## EXERCISE AIM
In the post below about 19th-century beauty standards, which modern things does the writer say they love too much to have been happy in the 1800s?

## READING TEXT
○ ○ ○ ○ ○

19th Century Beauty Standards + A Diamond Giveaway

Do you ever stop to think about how thankful you were born when you were and not before that?  I'm going to be honest with you all.  I'd have never made it in the 1800s.  Not in America, not in London, not anywhere.  I really love the Internet, my iPhone, and my flat iron too much to have been happy in that time period.  

FX Networks has a new show, Taboo, that's set in London in the 19th century.  My husband and I can't wait to the show to start.  In honor of the show, I'm going to share with you why I wouldn't want to live in the 19th century, specifically because of their somewhat unconventionalif not dangerous!beauty ideas.

Set in 1814, Taboo follows James Keziah Delaney, a man who has been to the ends of the earth and comes back irrevocably changed. Believed to be long dead, he returns home to London from Africa to inherit what is left of his father's shipping empire and rebuild a life for himself. But his father's legacy is a poisoned chalice, and with enemies lurking in every dark corner, James must navigate increasingly complex territories to avoid his own death sentence. Encircled by conspiracy, murder and betrayal, a dark family mystery unfolds in a combustible tale of love and treachery.

○ ○ ○ ○ ○

## STORED DATA
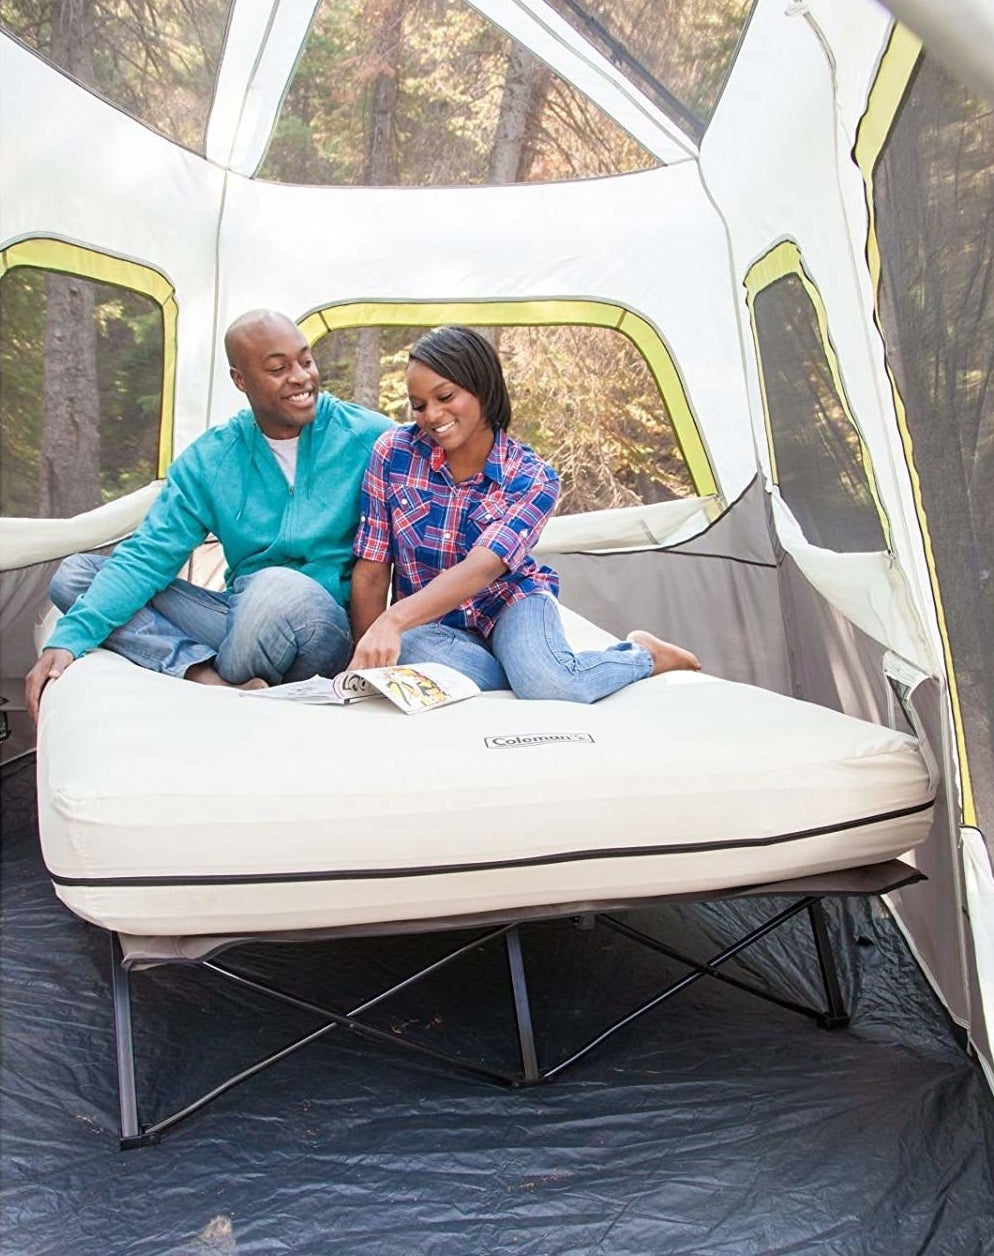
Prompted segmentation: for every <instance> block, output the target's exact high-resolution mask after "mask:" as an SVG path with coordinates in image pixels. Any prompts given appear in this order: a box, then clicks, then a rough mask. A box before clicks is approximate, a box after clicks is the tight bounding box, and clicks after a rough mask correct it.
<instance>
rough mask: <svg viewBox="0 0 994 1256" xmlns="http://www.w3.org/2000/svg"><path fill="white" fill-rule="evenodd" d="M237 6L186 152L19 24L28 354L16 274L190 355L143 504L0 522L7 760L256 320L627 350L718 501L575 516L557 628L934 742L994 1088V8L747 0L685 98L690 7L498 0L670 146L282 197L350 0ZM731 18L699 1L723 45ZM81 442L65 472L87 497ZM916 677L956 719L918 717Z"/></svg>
mask: <svg viewBox="0 0 994 1256" xmlns="http://www.w3.org/2000/svg"><path fill="white" fill-rule="evenodd" d="M35 8H38V6H35ZM43 8H48V9H49V10H52V11H53V13H54V11H57V10H59V6H58V5H52V6H43ZM107 8H108V9H113V6H107ZM156 8H157V6H156V5H152V6H151V9H152V10H156ZM158 8H160V9H161V15H165V14H167V13H168V15H170V19H172V15H173V8H172V6H165V5H163V6H158ZM181 8H182V6H176V11H178V9H181ZM205 8H206V6H205ZM214 8H215V9H216V10H217V11H219V13H220V26H219V31H220V34H219V40H217V46H216V53H215V57H214V60H212V62H210V59H209V62H210V68H211V70H212V77H211V78H210V82H209V84H207V92H206V97H205V99H206V106H205V111H204V116H202V118H201V123H200V126H199V128H197V127H192V129H190V128H187V131H185V132H183V133H182V136H181V137H180V138H177V137H176V134H172V136H171V134H170V133H168V127H167V124H166V122H165V121H163V118H165V117H166V114H167V113H168V109H167V108H166V104H167V103H168V102H167V100H166V97H165V95H163V97H162V99H161V100H160V102H158V104H157V106H156V104H155V102H153V107H152V109H151V111H150V112H148V113H147V114H146V116H139V117H134V116H131V113H129V112H128V108H129V107H131V106H129V102H128V99H126V97H124V95H121V97H119V98H114V95H113V93H112V92H111V89H109V88H108V87H107V85H106V82H103V80H101V83H99V84H97V78H98V70H94V68H93V60H94V55H93V49H90V57H89V60H87V58H85V57H83V58H82V59H80V57H79V53H78V50H75V51H74V50H73V49H72V46H70V48H68V49H65V48H64V49H63V60H62V64H60V65H54V64H53V58H54V51H53V48H54V41H55V34H54V28H53V30H52V31H49V34H48V36H46V38H49V40H50V43H49V45H48V48H45V46H41V48H39V46H35V44H36V39H35V35H36V31H38V29H40V28H39V25H38V21H36V20H35V21H34V25H33V24H31V21H29V19H28V16H25V14H28V15H29V16H30V10H31V6H30V5H18V4H13V3H10V4H4V5H3V6H0V18H3V23H4V30H3V33H1V34H0V92H1V93H3V100H1V103H0V128H1V129H0V144H1V148H0V162H1V163H3V165H1V170H0V176H1V177H3V186H4V196H3V200H1V201H0V250H3V251H0V298H6V299H5V306H4V308H5V314H4V319H5V320H8V330H5V332H4V334H13V333H10V332H9V328H10V325H11V323H10V320H11V319H13V314H10V313H9V311H10V310H11V309H13V306H14V298H13V296H11V295H10V294H11V293H13V291H14V288H13V285H14V283H15V281H18V280H19V279H21V278H24V276H25V275H38V274H40V273H44V274H45V275H52V274H54V275H60V276H69V278H70V279H82V280H87V281H97V283H101V284H104V285H117V286H118V288H119V289H121V290H123V291H127V293H129V294H139V295H141V296H142V298H143V299H145V300H146V301H147V306H146V308H147V309H148V310H151V311H152V315H153V318H152V319H151V323H152V324H153V325H155V328H156V329H157V337H158V342H160V344H161V368H160V369H161V379H160V387H158V389H157V393H156V399H155V404H153V406H152V407H151V409H150V411H148V414H151V418H150V425H151V427H150V430H153V438H155V446H156V447H155V453H153V457H152V475H151V476H150V477H148V479H150V481H151V482H148V484H138V485H136V484H134V476H132V477H131V480H128V477H127V476H118V477H117V481H116V486H114V487H113V490H112V491H109V492H108V494H107V496H109V497H111V499H113V500H108V501H106V502H104V504H102V505H99V506H97V507H94V509H92V510H83V511H82V512H73V511H67V514H70V516H72V517H30V519H29V517H10V515H11V514H16V511H14V512H9V511H8V510H6V506H5V507H4V514H5V516H8V517H4V520H3V533H0V538H1V539H3V555H1V558H3V584H0V632H1V633H3V653H4V667H3V669H4V677H5V679H4V693H5V696H9V697H10V698H11V700H13V701H11V702H10V705H9V707H8V711H9V712H10V713H9V715H8V717H6V718H8V722H9V730H10V734H11V735H10V737H9V739H8V741H6V742H5V744H4V751H5V760H9V761H13V760H15V759H16V756H18V755H21V754H26V752H30V749H31V732H30V728H29V727H28V726H26V723H25V721H24V717H23V713H19V712H18V711H16V710H11V708H16V706H18V701H16V695H18V682H19V678H20V677H23V676H24V673H25V671H26V668H28V667H29V666H30V659H31V657H33V652H34V648H35V627H36V622H38V619H39V618H40V615H41V614H43V613H44V610H45V607H46V603H45V589H46V582H48V579H49V577H50V573H52V570H53V568H54V565H55V563H57V561H58V559H59V558H62V556H63V555H65V554H68V553H72V551H75V550H79V549H89V548H98V546H103V545H109V544H112V543H113V541H116V540H118V539H121V538H122V536H124V535H127V534H128V533H129V531H131V530H132V529H133V528H134V526H136V524H137V522H138V521H139V519H141V517H142V515H143V512H145V510H146V509H147V506H148V502H150V501H151V500H152V499H153V496H155V492H156V484H155V482H153V481H155V477H156V475H161V474H162V472H163V471H165V468H166V466H167V465H168V462H170V460H171V458H172V457H173V456H175V455H176V453H177V452H178V451H180V450H182V448H183V447H185V446H186V445H187V443H188V442H190V441H191V440H194V438H195V437H196V436H197V435H199V433H200V432H201V431H202V430H204V428H205V427H206V426H209V425H211V423H216V422H221V421H224V420H225V418H226V417H229V414H230V413H231V412H232V411H234V408H235V407H236V394H235V392H234V389H232V387H231V384H230V382H229V379H227V373H226V369H225V365H224V352H222V345H221V338H222V334H224V328H225V327H226V325H227V323H229V322H230V320H231V319H232V318H234V317H235V315H236V314H239V313H240V311H243V310H244V309H248V308H254V306H259V305H266V306H273V308H276V309H281V310H285V311H288V313H290V314H292V315H293V317H294V318H297V319H298V322H299V324H300V325H302V328H303V329H304V330H305V333H307V334H308V335H309V337H310V339H312V340H313V342H314V343H315V344H318V345H319V344H320V342H322V339H324V338H327V337H332V335H334V334H338V333H341V332H343V330H346V329H366V328H406V327H415V325H423V324H435V323H440V322H465V323H472V324H476V325H481V327H490V328H511V327H520V325H528V327H534V325H547V327H560V325H574V327H576V325H578V327H584V328H587V327H594V328H611V329H614V330H616V332H620V333H621V334H622V335H623V337H625V338H626V339H627V342H630V343H631V344H632V345H633V347H635V348H636V350H637V353H638V357H640V359H641V360H642V362H643V364H645V365H646V368H647V369H648V372H650V376H651V378H652V381H653V386H655V388H656V389H657V392H658V397H660V398H661V403H662V404H664V407H665V411H666V414H667V420H669V423H670V427H671V431H672V433H674V437H672V438H674V441H675V445H676V447H677V448H679V452H680V456H681V458H682V463H684V466H685V468H686V484H685V487H684V490H682V491H681V492H680V494H679V495H676V496H672V495H671V496H672V500H666V501H657V502H653V501H651V500H648V501H647V502H646V504H642V505H626V506H621V507H613V509H606V510H599V511H598V510H594V511H589V512H586V514H579V512H577V514H574V515H569V516H568V517H563V519H559V520H557V521H555V524H557V526H558V530H557V533H555V538H554V540H552V541H550V543H549V546H550V548H552V550H553V551H554V554H555V564H557V565H558V566H559V569H560V573H562V575H563V599H564V602H565V603H567V604H569V605H572V607H573V608H574V609H577V610H579V612H581V613H583V614H586V615H587V617H588V618H591V619H593V620H594V622H597V623H599V624H601V625H602V627H604V628H608V629H612V631H620V629H623V628H625V627H626V625H627V623H628V620H630V619H631V614H628V612H631V610H632V609H637V610H638V618H640V620H641V622H645V623H647V624H648V625H652V627H655V628H656V629H657V631H660V632H662V633H664V634H665V636H670V637H671V638H672V639H682V641H687V642H694V644H695V648H696V649H697V652H699V653H701V654H702V656H706V658H707V664H709V667H710V668H713V669H714V671H716V672H718V673H720V674H723V676H726V677H729V678H731V679H743V681H749V682H751V683H755V685H762V686H765V687H768V688H773V690H778V691H780V692H785V693H792V695H794V696H797V697H802V698H804V700H808V701H814V702H821V703H823V705H827V706H834V707H837V708H839V710H843V711H846V712H848V713H852V715H858V716H862V717H866V718H871V720H876V721H878V722H890V721H893V720H901V718H906V720H909V721H910V722H911V725H912V726H914V727H915V730H916V731H917V732H919V734H920V735H921V736H922V739H924V740H925V741H926V744H927V745H929V747H930V752H931V754H932V755H934V756H935V759H936V761H937V764H939V765H940V767H941V779H942V795H941V799H942V805H941V806H940V808H939V809H937V810H939V813H940V814H939V816H937V820H936V824H935V828H934V830H932V834H931V836H930V839H929V842H927V843H926V844H925V845H924V847H922V848H920V850H919V852H917V854H916V857H915V858H916V860H917V863H919V864H920V867H921V870H922V872H925V873H926V875H927V878H929V879H927V880H926V882H925V883H922V884H920V885H917V887H915V888H914V892H900V891H898V892H895V893H893V894H891V896H888V898H887V907H888V909H890V912H891V913H892V918H893V921H895V922H896V923H897V927H898V928H900V931H901V933H902V934H904V937H905V939H906V942H907V946H909V947H910V950H911V952H912V953H914V956H915V958H916V961H917V963H919V966H920V970H921V972H922V973H924V976H925V978H926V980H927V983H929V985H930V986H931V988H932V991H934V992H935V995H936V996H937V997H939V1000H940V1001H941V1005H942V1006H944V1007H945V1009H946V1011H948V1014H949V1016H950V1017H951V1021H953V1022H954V1024H955V1025H956V1026H959V1029H960V1031H961V1034H963V1039H964V1041H965V1042H966V1044H968V1048H969V1050H970V1051H971V1053H975V1056H976V1059H978V1060H979V1061H980V1066H981V1069H983V1071H984V1074H985V1075H986V1079H988V1081H989V1083H990V1084H993V1085H994V1048H993V1044H994V872H991V848H990V840H991V834H994V736H993V735H991V718H990V712H991V710H993V708H994V672H993V671H991V662H990V659H991V657H993V656H994V648H993V647H994V632H993V629H994V583H991V579H990V573H991V569H994V539H993V538H991V529H990V521H989V512H988V509H986V507H985V504H986V502H988V501H989V500H990V495H991V490H994V403H993V402H991V397H993V396H994V393H991V389H990V386H989V381H990V368H991V364H993V363H991V349H990V345H991V343H994V335H993V333H994V298H991V295H990V293H991V279H993V278H994V271H993V270H991V265H993V264H994V235H993V234H991V222H994V201H993V200H991V197H994V129H993V128H991V116H990V107H989V100H990V98H991V97H994V72H991V67H993V65H994V55H991V53H993V51H994V16H991V11H990V6H989V5H988V4H985V3H984V0H960V3H958V4H955V5H950V4H940V3H937V0H916V3H912V0H904V3H900V4H898V3H895V4H892V6H891V9H890V10H888V9H885V8H883V6H882V5H878V4H876V3H873V0H837V3H834V4H828V3H827V0H812V3H798V0H790V3H785V0H755V4H754V5H748V4H740V5H729V6H726V8H734V9H736V10H738V13H739V19H740V20H739V23H738V26H736V29H735V31H734V35H735V38H730V36H729V29H728V28H723V31H721V35H723V39H724V46H725V62H723V67H726V73H725V74H724V80H723V82H721V83H720V84H719V85H720V90H718V89H715V92H714V93H713V98H711V99H706V100H704V103H701V100H700V99H697V100H696V103H695V104H694V106H692V107H691V106H687V104H686V98H687V94H686V92H684V94H682V97H681V92H680V90H672V89H671V87H670V85H669V84H667V80H666V73H667V63H666V58H665V55H664V54H665V48H664V50H662V51H660V48H658V46H657V45H658V44H660V43H662V44H664V45H665V40H657V39H653V38H650V34H648V31H650V28H652V24H653V15H655V14H656V13H657V11H661V10H664V9H665V10H666V15H667V18H672V20H676V18H675V16H674V15H676V14H677V10H679V9H680V8H681V6H679V5H662V4H658V5H656V4H653V3H648V4H646V5H642V6H637V5H627V6H626V5H608V4H592V5H586V6H584V5H583V4H577V3H574V0H558V3H554V4H545V3H543V0H474V6H472V8H474V10H475V11H476V14H478V15H479V20H480V23H481V24H483V26H485V29H486V30H488V31H491V30H493V31H498V33H503V35H501V38H504V36H508V38H509V39H510V41H511V46H514V48H519V46H524V48H525V49H528V50H530V53H532V54H533V55H534V58H537V59H538V60H539V62H540V63H542V64H543V65H544V67H548V68H549V69H550V70H552V72H553V73H554V74H555V75H557V82H565V83H568V84H569V85H571V88H572V89H573V90H574V92H576V93H578V94H579V97H581V98H582V99H583V100H586V102H588V103H589V104H592V106H593V107H594V108H596V109H597V111H598V116H601V117H606V118H608V119H611V122H612V123H613V124H614V126H616V128H617V134H620V136H623V137H625V138H626V143H631V144H632V146H635V147H636V148H637V149H638V151H640V154H641V156H640V160H638V162H636V163H635V168H631V167H630V168H627V170H625V171H623V172H618V173H613V175H606V173H602V172H598V177H577V178H569V180H558V178H557V180H552V178H550V180H543V178H540V177H537V178H535V181H533V182H514V181H513V180H508V178H494V180H491V181H489V183H488V185H484V183H478V186H444V185H436V186H400V185H401V183H402V180H401V178H396V177H395V178H391V177H366V178H364V180H363V178H359V180H358V181H357V182H356V183H353V186H343V185H334V186H332V185H330V183H327V182H325V183H324V185H322V180H320V173H318V177H315V178H314V180H313V181H312V183H310V185H309V186H304V185H303V183H298V182H288V181H280V178H279V177H275V176H274V175H273V173H271V171H273V168H274V167H273V152H271V141H273V136H274V132H275V131H276V128H278V123H279V122H280V119H284V117H285V111H287V106H288V102H290V103H292V98H293V84H294V83H295V82H297V75H298V74H299V72H300V70H302V69H303V68H304V67H305V64H307V60H305V57H307V49H308V40H309V34H310V31H312V23H314V21H317V20H318V19H319V18H320V15H322V11H323V8H324V6H323V5H322V4H318V3H314V0H273V3H271V4H259V3H250V0H232V3H231V4H230V5H215V6H214ZM339 8H341V6H339ZM396 8H397V6H395V9H396ZM444 8H445V6H444V5H441V4H437V5H435V8H434V9H432V6H431V5H426V6H423V11H422V16H421V19H420V20H421V21H422V23H423V21H429V23H430V20H431V14H432V13H435V11H436V10H437V11H439V13H441V11H442V10H444ZM685 8H687V9H691V8H694V6H685ZM718 8H721V6H715V5H711V6H709V5H697V6H696V10H697V13H699V16H701V20H702V24H704V25H705V26H706V19H707V15H709V10H715V9H718ZM381 9H382V13H383V14H385V15H386V16H385V19H383V20H385V23H386V21H387V18H388V16H390V13H388V10H390V11H392V10H391V6H390V5H385V6H381ZM381 9H377V13H381ZM425 14H427V18H425ZM35 16H36V15H35ZM653 29H655V28H653ZM33 40H34V43H33ZM180 44H181V40H180V38H178V36H177V39H176V46H180ZM650 45H651V48H650ZM647 48H650V51H646V49H647ZM381 53H382V49H381ZM96 54H97V59H98V58H99V54H101V45H99V44H98V45H97V48H96ZM382 55H383V57H386V53H383V54H382ZM435 55H436V57H437V58H440V59H441V63H442V64H445V62H444V58H445V51H444V50H441V51H440V50H439V49H436V50H435ZM74 57H75V59H73V58H74ZM653 57H655V58H657V59H656V60H655V62H653V60H652V58H653ZM704 59H705V58H704V57H701V60H704ZM390 77H391V75H390V74H386V75H380V79H382V78H387V79H390ZM380 79H378V80H380ZM94 84H97V85H94ZM98 88H99V89H98ZM324 88H327V84H324ZM163 92H165V89H163ZM571 99H574V97H571ZM985 102H986V103H985ZM157 108H160V109H161V112H158V113H157V112H156V109H157ZM411 142H412V143H413V141H411ZM266 162H270V165H269V166H266ZM362 182H366V183H368V185H372V186H359V185H361V183H362ZM29 286H30V285H29ZM70 289H72V285H70ZM18 293H19V299H26V298H25V296H24V291H23V290H20V289H19V290H18ZM8 343H10V342H8ZM53 352H54V349H53ZM5 364H6V363H5ZM70 374H72V373H70ZM13 378H14V372H11V371H8V383H6V384H5V408H6V404H9V406H10V407H11V409H10V413H14V408H13V407H14V406H15V402H16V397H15V391H14V387H13V383H11V381H13ZM68 378H69V377H65V379H68ZM65 379H64V386H65V387H67V388H68V387H69V384H68V383H67V382H65ZM816 418H817V422H816ZM4 422H5V423H8V418H6V416H5V420H4ZM5 438H6V437H5ZM84 452H85V451H82V450H80V448H74V447H72V445H62V446H59V448H57V450H55V451H54V453H53V451H52V448H49V450H48V451H45V450H44V448H43V450H41V455H40V456H41V457H43V458H49V461H52V460H53V458H54V460H55V462H58V458H62V460H63V463H62V474H63V475H65V474H67V472H68V474H69V479H72V474H73V472H77V471H79V468H80V467H82V465H83V458H84ZM35 456H38V455H35ZM6 457H8V447H6V446H5V458H6ZM11 457H13V455H11ZM136 461H137V458H136ZM11 465H13V463H11ZM53 465H54V463H53ZM57 475H58V468H57V470H55V471H50V472H49V476H50V477H54V476H57ZM8 492H9V487H8V486H5V496H8ZM28 512H29V511H24V514H28ZM36 514H39V515H44V514H45V511H44V510H39V511H36ZM53 515H54V511H53ZM620 605H623V607H625V609H626V614H625V617H623V618H620V612H618V607H620ZM921 678H931V679H932V681H934V685H932V687H931V688H927V690H926V691H925V692H926V695H927V697H926V700H925V701H924V703H920V705H919V706H917V707H912V706H911V705H910V703H907V702H902V700H901V698H902V693H904V691H906V690H907V688H910V687H912V686H914V685H915V682H916V681H919V679H921ZM964 1250H965V1248H964Z"/></svg>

○ ○ ○ ○ ○

## ANSWER
- The Internet
- Their iPhone
- Their flat iron